▶ [GIVEN INSTRUCTION] Rewrite the records from their start through the line containing "[[[521,383],[577,381],[577,259],[521,258],[515,267]]]", requests included, and shift every polygon coordinate in the answers by -140. Reproduce only that part.

▶ [EXTRACTED INFORMATION]
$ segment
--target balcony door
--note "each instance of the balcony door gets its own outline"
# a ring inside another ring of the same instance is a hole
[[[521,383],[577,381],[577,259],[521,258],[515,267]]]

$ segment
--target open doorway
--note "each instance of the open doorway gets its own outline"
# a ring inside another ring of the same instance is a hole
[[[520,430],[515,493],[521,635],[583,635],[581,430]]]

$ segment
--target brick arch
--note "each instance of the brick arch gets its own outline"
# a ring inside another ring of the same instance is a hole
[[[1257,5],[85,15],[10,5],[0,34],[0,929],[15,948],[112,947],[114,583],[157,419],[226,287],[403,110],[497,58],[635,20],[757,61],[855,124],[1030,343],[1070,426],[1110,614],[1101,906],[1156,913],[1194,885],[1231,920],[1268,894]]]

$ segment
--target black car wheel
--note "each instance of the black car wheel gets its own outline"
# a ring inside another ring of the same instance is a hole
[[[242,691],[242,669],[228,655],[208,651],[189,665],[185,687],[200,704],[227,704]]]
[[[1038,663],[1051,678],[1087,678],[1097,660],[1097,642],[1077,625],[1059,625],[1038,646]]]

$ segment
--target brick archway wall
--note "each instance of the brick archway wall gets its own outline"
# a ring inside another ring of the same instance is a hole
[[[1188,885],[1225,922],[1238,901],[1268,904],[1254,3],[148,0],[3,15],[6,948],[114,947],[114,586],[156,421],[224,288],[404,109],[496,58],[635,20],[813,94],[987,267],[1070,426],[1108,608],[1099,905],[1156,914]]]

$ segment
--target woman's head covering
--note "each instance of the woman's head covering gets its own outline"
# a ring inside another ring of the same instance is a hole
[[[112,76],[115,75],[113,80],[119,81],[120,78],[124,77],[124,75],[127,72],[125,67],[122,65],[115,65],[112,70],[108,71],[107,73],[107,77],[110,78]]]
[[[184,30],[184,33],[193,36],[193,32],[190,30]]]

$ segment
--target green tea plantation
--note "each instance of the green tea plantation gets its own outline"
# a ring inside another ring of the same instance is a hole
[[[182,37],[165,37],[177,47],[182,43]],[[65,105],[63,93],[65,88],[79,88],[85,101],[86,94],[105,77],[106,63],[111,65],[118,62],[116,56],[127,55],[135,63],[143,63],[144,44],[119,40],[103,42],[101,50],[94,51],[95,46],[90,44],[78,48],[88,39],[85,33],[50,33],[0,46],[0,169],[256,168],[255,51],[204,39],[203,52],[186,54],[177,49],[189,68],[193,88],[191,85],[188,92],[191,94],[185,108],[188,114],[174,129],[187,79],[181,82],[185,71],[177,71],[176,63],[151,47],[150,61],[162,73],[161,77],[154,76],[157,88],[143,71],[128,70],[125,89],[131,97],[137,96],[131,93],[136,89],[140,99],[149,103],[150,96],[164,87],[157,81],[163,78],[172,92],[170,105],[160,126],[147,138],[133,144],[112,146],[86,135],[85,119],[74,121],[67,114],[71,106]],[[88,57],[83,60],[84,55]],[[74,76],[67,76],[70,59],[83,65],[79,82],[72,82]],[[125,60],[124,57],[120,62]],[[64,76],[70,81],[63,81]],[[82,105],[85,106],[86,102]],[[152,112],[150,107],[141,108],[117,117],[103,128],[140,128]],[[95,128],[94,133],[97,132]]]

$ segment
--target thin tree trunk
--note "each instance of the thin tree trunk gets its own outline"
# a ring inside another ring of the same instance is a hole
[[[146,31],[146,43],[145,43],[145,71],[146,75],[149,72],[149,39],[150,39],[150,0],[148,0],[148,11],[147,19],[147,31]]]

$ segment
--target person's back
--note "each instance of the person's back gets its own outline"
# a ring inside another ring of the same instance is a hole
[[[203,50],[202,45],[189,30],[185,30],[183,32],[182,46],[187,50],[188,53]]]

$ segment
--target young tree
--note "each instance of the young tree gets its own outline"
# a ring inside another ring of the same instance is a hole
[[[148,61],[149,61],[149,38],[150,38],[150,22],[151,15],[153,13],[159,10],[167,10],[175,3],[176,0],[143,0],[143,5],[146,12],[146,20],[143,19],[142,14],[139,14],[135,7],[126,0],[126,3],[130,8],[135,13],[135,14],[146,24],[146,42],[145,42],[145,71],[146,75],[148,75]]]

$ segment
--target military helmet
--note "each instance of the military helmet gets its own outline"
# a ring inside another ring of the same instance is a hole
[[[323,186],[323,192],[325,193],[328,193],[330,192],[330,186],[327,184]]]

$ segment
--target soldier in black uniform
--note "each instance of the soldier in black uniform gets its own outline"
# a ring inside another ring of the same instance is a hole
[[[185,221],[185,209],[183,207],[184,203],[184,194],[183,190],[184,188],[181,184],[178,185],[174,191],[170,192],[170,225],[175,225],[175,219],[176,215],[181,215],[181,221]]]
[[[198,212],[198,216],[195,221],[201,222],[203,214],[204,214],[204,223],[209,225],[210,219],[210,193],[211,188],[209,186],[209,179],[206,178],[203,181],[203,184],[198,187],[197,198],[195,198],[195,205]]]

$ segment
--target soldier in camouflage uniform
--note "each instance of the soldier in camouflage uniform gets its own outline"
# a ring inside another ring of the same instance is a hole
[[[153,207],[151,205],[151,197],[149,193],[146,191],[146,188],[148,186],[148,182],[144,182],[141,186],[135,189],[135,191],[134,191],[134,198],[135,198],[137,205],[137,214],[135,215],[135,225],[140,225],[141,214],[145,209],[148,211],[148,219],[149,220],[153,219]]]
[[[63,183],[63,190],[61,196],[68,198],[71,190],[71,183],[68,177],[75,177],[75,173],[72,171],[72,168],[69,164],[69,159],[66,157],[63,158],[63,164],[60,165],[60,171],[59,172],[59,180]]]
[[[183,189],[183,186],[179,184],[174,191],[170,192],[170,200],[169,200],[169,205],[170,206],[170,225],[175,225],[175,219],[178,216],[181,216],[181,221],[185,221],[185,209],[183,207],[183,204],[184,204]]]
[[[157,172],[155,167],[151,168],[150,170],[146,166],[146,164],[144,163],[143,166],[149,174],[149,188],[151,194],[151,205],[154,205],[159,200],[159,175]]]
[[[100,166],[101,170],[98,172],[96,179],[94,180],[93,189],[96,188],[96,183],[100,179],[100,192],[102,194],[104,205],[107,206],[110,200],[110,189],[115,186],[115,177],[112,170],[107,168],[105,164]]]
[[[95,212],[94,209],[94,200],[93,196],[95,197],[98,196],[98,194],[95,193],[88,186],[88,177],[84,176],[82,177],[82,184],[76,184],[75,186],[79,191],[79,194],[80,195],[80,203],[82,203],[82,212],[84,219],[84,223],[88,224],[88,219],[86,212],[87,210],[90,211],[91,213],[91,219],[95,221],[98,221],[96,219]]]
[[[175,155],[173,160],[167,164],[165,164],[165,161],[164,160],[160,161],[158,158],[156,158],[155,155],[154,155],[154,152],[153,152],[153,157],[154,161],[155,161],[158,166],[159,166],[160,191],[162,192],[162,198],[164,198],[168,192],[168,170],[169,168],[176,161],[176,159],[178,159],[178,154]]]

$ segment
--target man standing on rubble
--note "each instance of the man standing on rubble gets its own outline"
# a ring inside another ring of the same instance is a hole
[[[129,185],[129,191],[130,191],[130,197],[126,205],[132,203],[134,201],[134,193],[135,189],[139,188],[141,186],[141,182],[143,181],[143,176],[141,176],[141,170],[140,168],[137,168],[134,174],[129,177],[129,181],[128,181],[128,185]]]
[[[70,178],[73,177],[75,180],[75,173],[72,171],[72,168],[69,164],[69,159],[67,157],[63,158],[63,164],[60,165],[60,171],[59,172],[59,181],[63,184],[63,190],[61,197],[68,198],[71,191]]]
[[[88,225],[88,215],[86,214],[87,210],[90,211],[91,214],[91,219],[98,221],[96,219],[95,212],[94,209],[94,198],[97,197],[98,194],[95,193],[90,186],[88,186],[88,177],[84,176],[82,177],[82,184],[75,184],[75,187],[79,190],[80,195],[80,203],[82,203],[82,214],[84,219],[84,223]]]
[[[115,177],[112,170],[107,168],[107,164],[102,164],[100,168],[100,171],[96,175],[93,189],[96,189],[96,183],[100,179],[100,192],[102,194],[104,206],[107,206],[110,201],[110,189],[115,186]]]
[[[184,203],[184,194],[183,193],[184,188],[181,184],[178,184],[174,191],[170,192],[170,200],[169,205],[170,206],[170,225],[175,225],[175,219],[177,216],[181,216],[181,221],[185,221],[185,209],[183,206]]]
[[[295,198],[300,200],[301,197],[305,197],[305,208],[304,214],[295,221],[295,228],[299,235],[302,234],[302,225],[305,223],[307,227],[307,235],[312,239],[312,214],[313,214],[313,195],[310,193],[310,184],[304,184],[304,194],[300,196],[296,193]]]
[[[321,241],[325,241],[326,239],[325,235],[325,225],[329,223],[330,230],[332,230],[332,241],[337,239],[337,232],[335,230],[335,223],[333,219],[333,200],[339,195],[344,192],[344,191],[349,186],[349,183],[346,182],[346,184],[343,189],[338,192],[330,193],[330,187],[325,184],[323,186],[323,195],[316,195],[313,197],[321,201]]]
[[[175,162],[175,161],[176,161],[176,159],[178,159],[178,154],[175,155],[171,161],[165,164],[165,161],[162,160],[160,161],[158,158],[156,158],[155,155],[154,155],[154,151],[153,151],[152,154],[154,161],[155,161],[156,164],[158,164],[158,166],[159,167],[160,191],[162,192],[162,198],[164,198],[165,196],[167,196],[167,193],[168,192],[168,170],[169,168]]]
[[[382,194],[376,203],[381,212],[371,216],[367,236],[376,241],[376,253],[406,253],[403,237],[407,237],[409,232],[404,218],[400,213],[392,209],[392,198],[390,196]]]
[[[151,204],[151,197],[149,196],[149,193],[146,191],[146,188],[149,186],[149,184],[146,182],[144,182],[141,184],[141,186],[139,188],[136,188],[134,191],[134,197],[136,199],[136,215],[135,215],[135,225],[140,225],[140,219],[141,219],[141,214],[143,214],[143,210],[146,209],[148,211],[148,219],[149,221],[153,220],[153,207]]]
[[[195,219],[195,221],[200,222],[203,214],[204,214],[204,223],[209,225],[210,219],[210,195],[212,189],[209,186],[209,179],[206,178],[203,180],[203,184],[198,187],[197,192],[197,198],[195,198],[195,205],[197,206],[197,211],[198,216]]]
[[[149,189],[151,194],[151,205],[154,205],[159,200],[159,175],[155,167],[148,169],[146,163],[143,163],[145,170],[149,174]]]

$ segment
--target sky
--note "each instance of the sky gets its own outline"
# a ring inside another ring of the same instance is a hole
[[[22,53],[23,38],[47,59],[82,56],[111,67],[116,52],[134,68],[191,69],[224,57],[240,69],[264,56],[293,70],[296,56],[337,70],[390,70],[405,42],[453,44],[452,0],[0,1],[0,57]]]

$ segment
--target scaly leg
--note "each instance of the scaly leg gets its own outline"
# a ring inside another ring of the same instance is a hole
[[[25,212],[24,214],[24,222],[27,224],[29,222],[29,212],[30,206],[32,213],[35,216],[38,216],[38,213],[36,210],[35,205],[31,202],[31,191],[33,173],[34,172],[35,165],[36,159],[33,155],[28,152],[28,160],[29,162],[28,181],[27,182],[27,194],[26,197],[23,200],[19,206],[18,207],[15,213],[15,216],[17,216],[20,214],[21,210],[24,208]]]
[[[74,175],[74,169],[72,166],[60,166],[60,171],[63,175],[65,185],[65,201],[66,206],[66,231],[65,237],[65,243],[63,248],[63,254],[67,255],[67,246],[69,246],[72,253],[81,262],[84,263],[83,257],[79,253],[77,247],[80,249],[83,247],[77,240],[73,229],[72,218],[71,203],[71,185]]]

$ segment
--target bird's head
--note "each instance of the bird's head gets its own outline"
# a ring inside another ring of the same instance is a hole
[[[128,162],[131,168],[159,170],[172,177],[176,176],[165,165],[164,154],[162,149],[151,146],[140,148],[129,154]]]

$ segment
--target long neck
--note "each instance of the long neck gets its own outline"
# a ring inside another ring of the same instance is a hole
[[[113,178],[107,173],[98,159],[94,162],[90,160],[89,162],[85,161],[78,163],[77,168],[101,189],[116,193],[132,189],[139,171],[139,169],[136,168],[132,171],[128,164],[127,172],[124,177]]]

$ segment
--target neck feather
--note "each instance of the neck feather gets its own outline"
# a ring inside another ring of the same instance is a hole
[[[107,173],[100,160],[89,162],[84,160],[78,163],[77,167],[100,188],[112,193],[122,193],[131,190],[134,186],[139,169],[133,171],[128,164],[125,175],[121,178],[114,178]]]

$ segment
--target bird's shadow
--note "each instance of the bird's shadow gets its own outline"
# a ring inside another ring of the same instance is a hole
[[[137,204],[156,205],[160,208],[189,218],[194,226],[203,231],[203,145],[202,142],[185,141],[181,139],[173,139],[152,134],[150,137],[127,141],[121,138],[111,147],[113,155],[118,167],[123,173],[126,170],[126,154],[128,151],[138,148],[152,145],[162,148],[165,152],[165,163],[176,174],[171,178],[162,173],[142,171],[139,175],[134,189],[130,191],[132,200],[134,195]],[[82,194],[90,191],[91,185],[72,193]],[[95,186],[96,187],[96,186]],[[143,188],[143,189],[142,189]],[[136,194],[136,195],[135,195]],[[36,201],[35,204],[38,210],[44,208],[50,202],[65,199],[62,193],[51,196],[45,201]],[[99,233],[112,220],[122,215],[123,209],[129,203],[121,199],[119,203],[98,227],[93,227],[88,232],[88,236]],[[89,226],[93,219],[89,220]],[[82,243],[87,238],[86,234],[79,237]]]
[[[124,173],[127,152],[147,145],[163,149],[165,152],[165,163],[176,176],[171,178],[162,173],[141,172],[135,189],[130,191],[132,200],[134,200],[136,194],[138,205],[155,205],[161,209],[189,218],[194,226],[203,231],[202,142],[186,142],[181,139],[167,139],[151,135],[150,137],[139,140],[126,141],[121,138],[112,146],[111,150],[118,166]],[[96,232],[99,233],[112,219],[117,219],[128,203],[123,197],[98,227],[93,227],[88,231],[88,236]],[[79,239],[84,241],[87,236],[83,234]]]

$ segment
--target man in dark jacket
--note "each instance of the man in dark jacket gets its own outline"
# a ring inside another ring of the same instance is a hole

▶ [ANSWER TO THE PROBLEM]
$ segment
--target balcony door
--note "each instance of the balcony door gets its own outline"
# a ring inside another ring of the same instance is a hole
[[[381,243],[437,241],[437,119],[381,118],[375,127]]]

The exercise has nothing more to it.